Task to complete: In the passage about Trelane, which Peter David book is named as the one Jeff referred to?

Quoted passage:
* * *

William Campbell makes a much more convincing Trelane than he does a Klingon.

Well, Tribbles was back in the day, long before all Klingons were viewed through the TNG-era Klingon lens.  In context -- which very much includes the fact that Tribbles was a comedy episode -- I thought Campbell's Koloth was fine.  (DS9 does not count.)

That said, I'm now imagining Koloth performed as a very fey, Trelane-like character and it is awesome.

The basic story of Trelane and the Squire of Gothos is the same story as the first Challengers of the Unknown, where they are in a glass terraium on the cover...or the Infant Terrifble from FF #23, or any number of interpretations where the parents come in at the last moment to rescue the humans from the childlike torments of their offspring. It happens again and again.

The book by Peter David that Jeff referred to is Q Squared. David did a neat bit of retro continuity worthy of Roy Thomas - not only did he tie Trelane to Q but he also made Q responsible for Gary Mitchells cosmic powers in Where No Man Has Gone Before.

* * *

Data shown:
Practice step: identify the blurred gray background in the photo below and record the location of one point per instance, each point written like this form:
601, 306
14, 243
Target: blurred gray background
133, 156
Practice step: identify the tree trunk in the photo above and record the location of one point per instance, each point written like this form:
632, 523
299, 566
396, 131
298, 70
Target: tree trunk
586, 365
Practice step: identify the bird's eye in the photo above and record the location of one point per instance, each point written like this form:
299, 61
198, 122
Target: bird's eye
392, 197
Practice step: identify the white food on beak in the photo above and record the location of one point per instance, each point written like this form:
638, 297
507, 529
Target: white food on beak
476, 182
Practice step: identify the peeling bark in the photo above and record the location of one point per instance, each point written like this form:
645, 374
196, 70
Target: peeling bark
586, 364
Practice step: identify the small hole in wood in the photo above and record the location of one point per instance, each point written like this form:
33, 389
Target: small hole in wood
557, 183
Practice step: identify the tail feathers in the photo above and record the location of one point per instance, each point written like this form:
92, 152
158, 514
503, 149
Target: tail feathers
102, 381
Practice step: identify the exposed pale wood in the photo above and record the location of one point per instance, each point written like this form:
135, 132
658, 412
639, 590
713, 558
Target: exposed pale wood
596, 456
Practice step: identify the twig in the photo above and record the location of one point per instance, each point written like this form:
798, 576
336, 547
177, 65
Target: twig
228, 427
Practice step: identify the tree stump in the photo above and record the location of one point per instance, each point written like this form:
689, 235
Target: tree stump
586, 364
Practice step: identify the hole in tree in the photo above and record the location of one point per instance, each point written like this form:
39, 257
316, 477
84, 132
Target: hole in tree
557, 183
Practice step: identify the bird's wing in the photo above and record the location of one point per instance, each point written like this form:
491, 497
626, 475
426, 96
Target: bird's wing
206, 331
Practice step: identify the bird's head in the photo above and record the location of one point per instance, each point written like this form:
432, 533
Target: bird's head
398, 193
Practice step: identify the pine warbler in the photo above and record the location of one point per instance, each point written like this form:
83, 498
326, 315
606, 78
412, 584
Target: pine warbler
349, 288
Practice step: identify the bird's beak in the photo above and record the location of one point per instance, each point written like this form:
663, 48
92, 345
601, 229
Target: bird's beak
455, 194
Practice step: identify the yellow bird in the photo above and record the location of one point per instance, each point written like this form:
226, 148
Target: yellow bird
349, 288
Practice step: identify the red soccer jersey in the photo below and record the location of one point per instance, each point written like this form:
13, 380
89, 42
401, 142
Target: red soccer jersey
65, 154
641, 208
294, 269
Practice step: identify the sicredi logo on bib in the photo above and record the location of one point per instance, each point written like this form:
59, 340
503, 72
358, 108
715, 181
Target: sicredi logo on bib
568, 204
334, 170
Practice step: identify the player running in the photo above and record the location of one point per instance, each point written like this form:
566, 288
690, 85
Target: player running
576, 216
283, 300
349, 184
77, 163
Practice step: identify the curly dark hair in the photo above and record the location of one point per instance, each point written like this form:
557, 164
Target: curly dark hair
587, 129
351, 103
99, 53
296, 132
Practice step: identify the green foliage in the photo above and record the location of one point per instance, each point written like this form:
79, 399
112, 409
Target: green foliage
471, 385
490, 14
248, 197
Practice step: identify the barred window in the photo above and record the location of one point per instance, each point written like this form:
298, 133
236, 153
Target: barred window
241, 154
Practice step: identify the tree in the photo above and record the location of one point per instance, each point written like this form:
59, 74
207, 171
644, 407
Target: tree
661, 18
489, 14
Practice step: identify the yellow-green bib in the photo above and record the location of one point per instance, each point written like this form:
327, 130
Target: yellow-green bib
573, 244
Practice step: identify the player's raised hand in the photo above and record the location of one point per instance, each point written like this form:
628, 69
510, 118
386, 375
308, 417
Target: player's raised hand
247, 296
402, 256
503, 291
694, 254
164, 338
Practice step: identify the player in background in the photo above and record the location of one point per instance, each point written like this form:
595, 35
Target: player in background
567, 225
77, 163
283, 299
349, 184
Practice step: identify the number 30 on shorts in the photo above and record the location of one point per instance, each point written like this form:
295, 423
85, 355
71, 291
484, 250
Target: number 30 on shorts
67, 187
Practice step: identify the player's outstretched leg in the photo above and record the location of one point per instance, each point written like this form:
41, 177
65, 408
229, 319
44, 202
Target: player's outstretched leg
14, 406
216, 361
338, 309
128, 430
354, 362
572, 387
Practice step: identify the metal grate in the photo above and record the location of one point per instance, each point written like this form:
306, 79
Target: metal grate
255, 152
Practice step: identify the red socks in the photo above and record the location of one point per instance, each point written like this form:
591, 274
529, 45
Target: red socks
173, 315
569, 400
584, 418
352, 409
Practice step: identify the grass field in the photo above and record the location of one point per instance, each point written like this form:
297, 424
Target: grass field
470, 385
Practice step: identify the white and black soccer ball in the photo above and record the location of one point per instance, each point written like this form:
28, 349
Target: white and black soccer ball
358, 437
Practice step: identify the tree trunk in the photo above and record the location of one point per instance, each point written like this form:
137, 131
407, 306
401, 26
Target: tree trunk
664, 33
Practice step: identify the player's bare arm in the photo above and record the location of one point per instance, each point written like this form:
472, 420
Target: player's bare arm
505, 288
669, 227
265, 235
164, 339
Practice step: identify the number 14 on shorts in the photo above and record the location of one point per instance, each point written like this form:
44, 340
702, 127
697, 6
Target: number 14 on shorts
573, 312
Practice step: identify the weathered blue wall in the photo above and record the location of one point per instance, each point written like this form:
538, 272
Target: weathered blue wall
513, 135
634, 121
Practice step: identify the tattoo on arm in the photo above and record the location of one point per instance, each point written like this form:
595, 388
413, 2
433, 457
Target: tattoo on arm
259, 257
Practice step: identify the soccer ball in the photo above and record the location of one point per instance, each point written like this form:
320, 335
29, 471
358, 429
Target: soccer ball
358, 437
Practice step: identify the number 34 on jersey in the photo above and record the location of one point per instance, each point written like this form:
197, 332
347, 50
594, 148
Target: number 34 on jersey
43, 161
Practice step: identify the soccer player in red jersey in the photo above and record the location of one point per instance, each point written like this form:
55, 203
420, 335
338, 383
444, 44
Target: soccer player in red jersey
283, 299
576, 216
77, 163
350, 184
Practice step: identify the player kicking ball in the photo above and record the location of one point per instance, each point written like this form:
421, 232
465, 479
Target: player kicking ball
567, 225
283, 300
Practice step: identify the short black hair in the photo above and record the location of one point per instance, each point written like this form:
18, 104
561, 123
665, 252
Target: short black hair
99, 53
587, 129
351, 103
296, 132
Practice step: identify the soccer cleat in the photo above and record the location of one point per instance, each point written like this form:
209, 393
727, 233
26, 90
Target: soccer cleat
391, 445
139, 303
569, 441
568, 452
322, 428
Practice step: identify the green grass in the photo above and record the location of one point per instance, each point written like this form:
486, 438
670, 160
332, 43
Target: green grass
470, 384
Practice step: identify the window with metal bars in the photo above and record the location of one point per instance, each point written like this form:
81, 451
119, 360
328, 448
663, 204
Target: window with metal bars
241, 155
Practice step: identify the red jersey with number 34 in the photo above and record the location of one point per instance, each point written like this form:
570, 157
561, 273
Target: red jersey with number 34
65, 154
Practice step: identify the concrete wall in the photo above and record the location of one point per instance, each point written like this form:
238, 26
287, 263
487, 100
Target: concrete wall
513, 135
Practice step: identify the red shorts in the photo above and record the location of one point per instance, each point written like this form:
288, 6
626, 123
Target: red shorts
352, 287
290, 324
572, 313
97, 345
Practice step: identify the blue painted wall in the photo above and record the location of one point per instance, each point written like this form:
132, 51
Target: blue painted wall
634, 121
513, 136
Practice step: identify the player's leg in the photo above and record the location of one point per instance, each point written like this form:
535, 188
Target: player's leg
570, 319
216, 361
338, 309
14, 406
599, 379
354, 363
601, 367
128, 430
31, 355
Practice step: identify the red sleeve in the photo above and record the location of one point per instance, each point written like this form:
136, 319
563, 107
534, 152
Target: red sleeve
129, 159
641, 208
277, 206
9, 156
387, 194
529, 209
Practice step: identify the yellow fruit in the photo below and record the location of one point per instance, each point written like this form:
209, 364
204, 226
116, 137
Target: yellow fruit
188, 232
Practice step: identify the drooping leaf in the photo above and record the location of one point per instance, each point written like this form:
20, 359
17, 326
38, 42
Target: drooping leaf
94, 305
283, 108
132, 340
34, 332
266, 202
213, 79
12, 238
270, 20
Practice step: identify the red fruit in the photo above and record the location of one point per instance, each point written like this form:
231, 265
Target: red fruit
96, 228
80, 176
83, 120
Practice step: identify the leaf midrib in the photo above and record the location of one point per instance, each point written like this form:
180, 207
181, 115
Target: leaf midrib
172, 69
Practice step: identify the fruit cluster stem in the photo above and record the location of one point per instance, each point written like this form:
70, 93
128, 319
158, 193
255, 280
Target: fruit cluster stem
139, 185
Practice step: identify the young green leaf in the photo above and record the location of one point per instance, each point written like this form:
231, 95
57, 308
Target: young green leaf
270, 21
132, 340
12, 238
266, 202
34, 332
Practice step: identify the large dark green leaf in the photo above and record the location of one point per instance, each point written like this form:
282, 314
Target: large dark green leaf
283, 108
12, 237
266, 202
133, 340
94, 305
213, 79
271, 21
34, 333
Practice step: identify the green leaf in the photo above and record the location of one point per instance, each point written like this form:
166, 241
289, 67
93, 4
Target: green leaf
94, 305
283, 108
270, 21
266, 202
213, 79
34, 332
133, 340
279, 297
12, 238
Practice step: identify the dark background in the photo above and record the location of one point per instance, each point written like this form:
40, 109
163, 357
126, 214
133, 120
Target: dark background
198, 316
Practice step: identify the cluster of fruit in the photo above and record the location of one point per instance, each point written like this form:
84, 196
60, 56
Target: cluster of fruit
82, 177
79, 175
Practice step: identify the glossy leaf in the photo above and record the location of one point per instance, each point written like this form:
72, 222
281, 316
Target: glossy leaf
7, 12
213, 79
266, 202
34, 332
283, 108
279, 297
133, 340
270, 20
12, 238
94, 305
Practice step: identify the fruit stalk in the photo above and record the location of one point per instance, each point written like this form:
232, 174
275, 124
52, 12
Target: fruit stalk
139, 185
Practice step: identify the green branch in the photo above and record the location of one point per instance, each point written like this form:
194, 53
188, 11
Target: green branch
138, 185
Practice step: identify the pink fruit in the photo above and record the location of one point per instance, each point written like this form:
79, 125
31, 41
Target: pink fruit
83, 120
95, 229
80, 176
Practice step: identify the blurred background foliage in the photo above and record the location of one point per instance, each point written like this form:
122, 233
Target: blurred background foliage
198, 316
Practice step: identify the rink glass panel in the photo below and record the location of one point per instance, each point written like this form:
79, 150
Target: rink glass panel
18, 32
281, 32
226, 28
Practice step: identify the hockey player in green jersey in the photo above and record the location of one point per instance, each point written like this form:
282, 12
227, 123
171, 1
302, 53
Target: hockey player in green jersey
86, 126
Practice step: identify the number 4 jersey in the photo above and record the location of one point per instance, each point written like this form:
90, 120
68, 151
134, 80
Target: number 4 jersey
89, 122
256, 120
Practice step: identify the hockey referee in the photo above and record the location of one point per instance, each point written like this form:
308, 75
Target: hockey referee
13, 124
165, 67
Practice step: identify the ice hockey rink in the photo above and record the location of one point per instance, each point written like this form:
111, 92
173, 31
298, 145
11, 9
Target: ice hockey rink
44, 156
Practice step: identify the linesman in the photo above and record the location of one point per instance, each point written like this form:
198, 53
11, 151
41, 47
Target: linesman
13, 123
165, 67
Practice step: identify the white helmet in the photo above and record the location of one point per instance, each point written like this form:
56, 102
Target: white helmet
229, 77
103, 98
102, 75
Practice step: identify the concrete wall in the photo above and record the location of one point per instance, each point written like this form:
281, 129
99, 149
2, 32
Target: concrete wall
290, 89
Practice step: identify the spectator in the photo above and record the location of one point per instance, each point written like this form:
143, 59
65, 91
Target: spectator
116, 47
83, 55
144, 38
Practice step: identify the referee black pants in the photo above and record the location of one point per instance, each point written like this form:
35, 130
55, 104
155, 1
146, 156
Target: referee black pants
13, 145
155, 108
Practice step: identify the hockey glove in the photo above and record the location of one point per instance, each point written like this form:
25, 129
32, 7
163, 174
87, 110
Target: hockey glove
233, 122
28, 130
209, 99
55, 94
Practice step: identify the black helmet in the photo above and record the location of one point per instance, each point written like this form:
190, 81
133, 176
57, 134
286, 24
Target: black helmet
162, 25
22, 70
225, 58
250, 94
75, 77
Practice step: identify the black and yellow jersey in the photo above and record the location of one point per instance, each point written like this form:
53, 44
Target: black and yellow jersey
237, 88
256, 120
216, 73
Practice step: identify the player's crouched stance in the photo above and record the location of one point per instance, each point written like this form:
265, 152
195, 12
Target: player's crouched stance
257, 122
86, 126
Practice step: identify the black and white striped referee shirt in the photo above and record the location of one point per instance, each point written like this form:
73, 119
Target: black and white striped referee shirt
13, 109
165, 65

* * *

Expected answer: Q Squared